---------- Data for this exercise ----------

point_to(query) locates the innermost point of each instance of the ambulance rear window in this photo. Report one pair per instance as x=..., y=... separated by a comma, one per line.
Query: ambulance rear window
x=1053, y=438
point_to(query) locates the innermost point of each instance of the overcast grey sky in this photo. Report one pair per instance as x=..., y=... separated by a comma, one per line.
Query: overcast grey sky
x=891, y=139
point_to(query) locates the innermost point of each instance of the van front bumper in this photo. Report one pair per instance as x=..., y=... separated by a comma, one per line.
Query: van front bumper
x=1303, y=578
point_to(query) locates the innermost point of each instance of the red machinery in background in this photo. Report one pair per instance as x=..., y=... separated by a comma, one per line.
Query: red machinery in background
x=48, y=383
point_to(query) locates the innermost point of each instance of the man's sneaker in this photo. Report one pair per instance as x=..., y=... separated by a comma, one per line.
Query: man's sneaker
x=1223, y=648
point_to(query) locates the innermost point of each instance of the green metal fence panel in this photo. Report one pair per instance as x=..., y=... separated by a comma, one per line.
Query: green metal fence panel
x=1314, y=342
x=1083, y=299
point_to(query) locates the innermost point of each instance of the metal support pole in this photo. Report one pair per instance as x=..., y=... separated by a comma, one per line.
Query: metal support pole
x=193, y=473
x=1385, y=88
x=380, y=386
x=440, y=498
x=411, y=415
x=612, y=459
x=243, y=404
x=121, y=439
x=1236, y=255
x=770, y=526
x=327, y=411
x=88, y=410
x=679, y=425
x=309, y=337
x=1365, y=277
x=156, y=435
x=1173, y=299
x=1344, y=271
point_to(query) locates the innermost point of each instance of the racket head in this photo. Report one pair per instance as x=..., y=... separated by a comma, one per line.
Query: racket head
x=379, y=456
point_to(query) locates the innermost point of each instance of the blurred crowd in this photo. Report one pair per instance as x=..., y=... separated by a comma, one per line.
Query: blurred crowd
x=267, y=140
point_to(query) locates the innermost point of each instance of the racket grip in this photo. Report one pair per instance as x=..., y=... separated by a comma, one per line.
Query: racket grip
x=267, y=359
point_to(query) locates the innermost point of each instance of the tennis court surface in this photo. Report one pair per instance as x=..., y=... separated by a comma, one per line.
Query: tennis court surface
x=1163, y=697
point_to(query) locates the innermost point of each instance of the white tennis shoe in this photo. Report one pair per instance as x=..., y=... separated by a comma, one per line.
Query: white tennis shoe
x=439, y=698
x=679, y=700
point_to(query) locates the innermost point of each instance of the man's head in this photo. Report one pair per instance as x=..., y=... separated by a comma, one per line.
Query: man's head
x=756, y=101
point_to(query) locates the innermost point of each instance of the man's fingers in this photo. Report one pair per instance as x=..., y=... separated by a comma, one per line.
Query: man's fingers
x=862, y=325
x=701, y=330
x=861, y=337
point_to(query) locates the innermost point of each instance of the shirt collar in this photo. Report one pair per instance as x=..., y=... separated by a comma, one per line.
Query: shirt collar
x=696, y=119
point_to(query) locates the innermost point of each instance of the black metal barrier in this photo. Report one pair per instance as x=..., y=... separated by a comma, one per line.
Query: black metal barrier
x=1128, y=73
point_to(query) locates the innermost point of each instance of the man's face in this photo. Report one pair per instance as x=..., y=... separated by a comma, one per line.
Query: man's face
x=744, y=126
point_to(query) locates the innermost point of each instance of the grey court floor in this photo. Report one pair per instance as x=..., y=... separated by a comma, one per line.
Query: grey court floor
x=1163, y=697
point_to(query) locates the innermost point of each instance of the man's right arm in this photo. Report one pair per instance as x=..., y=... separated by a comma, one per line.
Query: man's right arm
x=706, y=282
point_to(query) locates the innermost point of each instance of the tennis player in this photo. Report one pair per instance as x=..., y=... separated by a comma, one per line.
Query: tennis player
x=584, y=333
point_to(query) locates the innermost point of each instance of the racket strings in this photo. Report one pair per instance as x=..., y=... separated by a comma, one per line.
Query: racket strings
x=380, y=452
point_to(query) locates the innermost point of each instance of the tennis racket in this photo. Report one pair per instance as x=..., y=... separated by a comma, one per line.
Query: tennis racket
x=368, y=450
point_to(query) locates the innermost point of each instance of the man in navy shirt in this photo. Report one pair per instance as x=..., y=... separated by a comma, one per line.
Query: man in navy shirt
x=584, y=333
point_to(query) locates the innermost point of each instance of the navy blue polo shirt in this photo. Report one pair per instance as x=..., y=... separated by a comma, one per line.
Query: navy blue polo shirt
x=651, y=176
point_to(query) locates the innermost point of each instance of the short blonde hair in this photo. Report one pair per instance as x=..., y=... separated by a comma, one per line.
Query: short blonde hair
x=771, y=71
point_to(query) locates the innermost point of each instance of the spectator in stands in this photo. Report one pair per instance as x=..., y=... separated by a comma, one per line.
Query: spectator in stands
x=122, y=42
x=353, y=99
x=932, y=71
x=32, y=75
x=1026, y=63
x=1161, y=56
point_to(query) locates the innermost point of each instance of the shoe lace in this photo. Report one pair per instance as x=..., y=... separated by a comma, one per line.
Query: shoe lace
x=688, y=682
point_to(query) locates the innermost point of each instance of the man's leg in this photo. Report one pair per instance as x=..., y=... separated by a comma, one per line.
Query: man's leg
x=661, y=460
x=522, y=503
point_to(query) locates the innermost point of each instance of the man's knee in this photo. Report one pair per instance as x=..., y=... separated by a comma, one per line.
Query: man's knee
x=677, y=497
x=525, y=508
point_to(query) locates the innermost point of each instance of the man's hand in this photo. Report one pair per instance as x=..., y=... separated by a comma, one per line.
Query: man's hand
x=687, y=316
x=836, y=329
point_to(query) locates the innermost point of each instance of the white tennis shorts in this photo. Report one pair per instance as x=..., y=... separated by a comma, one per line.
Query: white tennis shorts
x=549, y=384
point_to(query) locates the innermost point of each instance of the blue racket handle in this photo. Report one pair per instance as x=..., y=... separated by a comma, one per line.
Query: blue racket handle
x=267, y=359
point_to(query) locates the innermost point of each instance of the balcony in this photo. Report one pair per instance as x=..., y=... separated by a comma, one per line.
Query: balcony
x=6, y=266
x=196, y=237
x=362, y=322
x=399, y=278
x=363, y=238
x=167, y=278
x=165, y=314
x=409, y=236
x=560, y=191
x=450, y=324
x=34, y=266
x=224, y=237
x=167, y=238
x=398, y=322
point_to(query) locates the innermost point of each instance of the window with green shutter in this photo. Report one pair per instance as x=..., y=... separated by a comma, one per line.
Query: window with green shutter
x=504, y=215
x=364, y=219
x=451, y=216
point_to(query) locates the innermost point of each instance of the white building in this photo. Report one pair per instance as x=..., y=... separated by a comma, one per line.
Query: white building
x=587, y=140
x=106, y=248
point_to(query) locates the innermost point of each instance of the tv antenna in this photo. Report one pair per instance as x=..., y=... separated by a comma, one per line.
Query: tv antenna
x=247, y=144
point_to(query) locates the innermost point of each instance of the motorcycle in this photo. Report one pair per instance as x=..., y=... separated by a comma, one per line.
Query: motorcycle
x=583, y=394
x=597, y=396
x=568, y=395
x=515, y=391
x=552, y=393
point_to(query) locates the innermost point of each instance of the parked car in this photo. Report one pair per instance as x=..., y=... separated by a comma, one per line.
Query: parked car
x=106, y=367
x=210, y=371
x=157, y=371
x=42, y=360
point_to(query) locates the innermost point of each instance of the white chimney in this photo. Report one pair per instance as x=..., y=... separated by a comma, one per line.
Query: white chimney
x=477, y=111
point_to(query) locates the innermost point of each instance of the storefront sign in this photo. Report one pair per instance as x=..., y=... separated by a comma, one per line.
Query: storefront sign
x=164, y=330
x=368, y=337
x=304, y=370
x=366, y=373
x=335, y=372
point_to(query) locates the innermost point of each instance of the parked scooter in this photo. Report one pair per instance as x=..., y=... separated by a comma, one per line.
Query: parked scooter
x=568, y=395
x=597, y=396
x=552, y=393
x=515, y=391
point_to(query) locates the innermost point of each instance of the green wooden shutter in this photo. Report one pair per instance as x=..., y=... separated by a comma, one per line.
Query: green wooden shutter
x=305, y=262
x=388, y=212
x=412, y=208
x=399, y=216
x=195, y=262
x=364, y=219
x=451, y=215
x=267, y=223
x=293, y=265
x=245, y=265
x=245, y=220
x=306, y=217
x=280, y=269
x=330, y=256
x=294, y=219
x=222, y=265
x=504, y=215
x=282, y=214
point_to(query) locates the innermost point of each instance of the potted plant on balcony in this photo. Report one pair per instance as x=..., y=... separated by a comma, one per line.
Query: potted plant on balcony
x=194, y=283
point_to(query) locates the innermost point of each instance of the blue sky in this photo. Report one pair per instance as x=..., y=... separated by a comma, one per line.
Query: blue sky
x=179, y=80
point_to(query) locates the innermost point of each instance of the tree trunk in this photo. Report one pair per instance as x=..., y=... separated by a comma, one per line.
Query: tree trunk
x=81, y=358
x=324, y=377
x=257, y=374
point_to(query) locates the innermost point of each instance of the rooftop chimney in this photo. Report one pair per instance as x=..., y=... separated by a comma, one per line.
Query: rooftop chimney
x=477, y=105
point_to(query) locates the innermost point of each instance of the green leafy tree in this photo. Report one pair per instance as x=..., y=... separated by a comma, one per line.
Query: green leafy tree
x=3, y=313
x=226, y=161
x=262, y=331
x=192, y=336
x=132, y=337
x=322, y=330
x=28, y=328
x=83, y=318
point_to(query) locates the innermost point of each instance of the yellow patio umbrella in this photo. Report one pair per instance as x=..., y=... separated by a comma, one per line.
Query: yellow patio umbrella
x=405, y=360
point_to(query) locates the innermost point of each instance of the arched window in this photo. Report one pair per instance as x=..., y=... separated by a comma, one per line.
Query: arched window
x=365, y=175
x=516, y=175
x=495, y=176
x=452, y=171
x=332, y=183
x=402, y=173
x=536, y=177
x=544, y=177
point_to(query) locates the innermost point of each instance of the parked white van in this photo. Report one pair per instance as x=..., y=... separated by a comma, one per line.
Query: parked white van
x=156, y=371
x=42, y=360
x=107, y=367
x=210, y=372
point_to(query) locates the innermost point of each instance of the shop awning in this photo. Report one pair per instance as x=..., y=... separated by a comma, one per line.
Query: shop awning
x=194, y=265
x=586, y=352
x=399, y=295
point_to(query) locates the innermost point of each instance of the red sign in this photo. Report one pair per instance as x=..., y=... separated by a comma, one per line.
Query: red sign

----------

» **What the task requires**
Give back precisely the lines above that start at the line containing "Query: motorcycle" and end at the line containing "the parked car", inclusive. No other lines belong in the output.

» **Response area**
Query: motorcycle
x=583, y=394
x=597, y=396
x=568, y=395
x=515, y=391
x=552, y=393
point_to(query) locates the innermost point of each instance of the parked car in this photo. Report one pair per instance as x=..., y=... separated by a comma, one per line.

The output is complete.